§ What you should do
Reproduce the passage of the chocolate and beetroot cake recipe below verbatim, starting with "3. Add Beetroot" and going on through "to the touch.".

§ Text block
——

Mary Berry Chocolate and Beetroot Cake Recipe
Cake Recipes

Mary Berry Chocolate and Beetroot Cake Recipe

This Mary Berry Chocolate and Beetroot Cake is a surprisingly moist and rich recipe, which uses grated raw beetroot to create an incredibly tender crumb. It’s a classic, foolproof recipe, perfect for afternoon tea and a great way to use up vegetables.

Mary Berry Chocolate and Beetroot Cake Ingredients

For the Cake:

  • 3 large free-range eggs
  • 50g cocoa powder
  • 150g self-raising flour
  • 2 teaspoons baking powder
  • 175g light muscovado sugar
  • 300ml sunflower oil, plus extra for greasing
  • 225g raw beetroot, peeled and coarsely grated (approximately 2 medium beetroot)

For the Icing:

  • 200g good-quality plain or dark chocolate (like Bournville), broken into pieces
  • 200ml double cream
  • 50g white chocolate, chopped (for decoration)

How To Make Mary Berry’s Chocolate and Beetroot Cake

  1. Prep Oven and Tin: Preheat the oven to 180°C/160°C Fan/Gas 4. Grease a 30 x 23cm (12 x 9in) traybake tin and line it with non-stick baking paper.
  2. Mix the Batter: Break the eggs into a large mixing bowl. Add the cocoa powder, flour, baking powder, and sugar and stir a little. Gradually pour in the oil and beat with a wooden spoon or electric mixer until you have a thick, smooth batter.
  3. Add Beetroot and Bake: Stir the grated beetroot into the batter. Spoon the mixture into the prepared tin and level the surface. Bake for about 35 minutes, or until the cake is risen and springy to the touch.
  4. Cool: Let the cake cool in the tin for 10 minutes before turning it out onto a wire rack to cool completely.
  5. Make the Icing: To make the icing, break the dark chocolate into a heatproof bowl. Pour in the cream, set the bowl over a pan of lightly simmering water (making sure the bowl doesn’t touch the water), and stir until the chocolate has melted and the mixture is smooth and glossy.
  6. Decorate: Let the icing cool slightly until it has a thick, pourable consistency. Pour it over the cold cake, spreading it out with a palette knife to cover the cake completely. To create the feathered effect, melt the white chocolate and pipe it in lines across the dark chocolate icing. Then, use a cocktail stick to drag through the lines in opposite directions. Let the icing set before cutting into squares.
Mary Berry Chocolate and Beetroot Cake Recipe
Mary Berry Chocolate and Beetroot Cake Recipe

Recipe Tips

  • Do you taste the beetroot? No! Just like in a carrot cake, the beetroot adds a wonderful sweetness and incredible moisture, but you don’t taste its earthy flavour. The chocolate is the star of the show.

——

§ Rows
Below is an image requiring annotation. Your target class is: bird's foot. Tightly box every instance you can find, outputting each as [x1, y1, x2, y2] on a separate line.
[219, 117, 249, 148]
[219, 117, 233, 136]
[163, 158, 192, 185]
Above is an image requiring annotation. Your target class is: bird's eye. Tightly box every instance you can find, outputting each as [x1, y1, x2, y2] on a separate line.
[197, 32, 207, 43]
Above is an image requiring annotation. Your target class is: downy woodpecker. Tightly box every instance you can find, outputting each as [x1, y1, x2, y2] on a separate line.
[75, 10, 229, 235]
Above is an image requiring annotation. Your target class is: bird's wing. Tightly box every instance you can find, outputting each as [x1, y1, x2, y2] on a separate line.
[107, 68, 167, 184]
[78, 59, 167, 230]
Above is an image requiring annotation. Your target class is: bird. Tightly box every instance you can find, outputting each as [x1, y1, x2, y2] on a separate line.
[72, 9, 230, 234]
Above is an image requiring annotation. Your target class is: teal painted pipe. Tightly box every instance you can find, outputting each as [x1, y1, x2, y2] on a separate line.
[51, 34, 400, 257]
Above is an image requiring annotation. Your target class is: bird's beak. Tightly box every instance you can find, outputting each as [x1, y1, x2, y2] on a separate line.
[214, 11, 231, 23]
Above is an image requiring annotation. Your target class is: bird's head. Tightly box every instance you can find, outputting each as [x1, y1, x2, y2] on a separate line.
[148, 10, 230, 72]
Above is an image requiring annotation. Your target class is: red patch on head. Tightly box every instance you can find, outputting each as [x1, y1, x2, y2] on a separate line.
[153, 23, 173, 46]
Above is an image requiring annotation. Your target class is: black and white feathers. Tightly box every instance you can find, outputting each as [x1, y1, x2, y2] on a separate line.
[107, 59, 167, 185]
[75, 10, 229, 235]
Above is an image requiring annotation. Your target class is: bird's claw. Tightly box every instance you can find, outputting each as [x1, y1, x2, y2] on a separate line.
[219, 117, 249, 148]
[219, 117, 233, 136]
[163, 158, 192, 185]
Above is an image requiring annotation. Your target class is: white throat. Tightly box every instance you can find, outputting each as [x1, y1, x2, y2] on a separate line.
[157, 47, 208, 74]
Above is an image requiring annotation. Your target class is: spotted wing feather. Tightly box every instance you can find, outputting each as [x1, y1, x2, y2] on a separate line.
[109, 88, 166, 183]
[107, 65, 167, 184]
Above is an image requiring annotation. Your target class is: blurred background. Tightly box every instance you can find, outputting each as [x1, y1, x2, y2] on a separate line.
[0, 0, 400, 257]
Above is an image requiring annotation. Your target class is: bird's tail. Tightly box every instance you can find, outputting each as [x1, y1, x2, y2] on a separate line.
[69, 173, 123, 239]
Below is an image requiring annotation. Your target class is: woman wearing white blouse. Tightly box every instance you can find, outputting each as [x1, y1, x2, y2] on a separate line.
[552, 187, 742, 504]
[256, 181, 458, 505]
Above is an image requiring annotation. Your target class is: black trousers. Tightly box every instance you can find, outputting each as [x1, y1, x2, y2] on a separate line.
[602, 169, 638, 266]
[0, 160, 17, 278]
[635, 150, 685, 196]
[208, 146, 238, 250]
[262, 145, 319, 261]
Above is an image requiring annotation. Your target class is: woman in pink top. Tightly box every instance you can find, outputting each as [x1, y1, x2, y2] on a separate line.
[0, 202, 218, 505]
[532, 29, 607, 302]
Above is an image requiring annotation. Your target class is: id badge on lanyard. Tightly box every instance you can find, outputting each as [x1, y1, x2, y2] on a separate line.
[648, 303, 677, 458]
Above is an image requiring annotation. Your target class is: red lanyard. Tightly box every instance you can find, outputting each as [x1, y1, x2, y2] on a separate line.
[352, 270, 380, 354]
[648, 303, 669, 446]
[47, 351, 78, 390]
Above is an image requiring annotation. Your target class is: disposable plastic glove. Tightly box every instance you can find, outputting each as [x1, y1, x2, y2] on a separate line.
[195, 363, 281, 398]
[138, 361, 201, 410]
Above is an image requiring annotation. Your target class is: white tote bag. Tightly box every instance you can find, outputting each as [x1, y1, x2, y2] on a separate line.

——

§ Result below
3. Add Beetroot and Bake: Stir the grated beetroot into the batter. Spoon the mixture into the prepared tin and level the surface. Bake for about 35 minutes, or until the cake is risen and springy to the touch.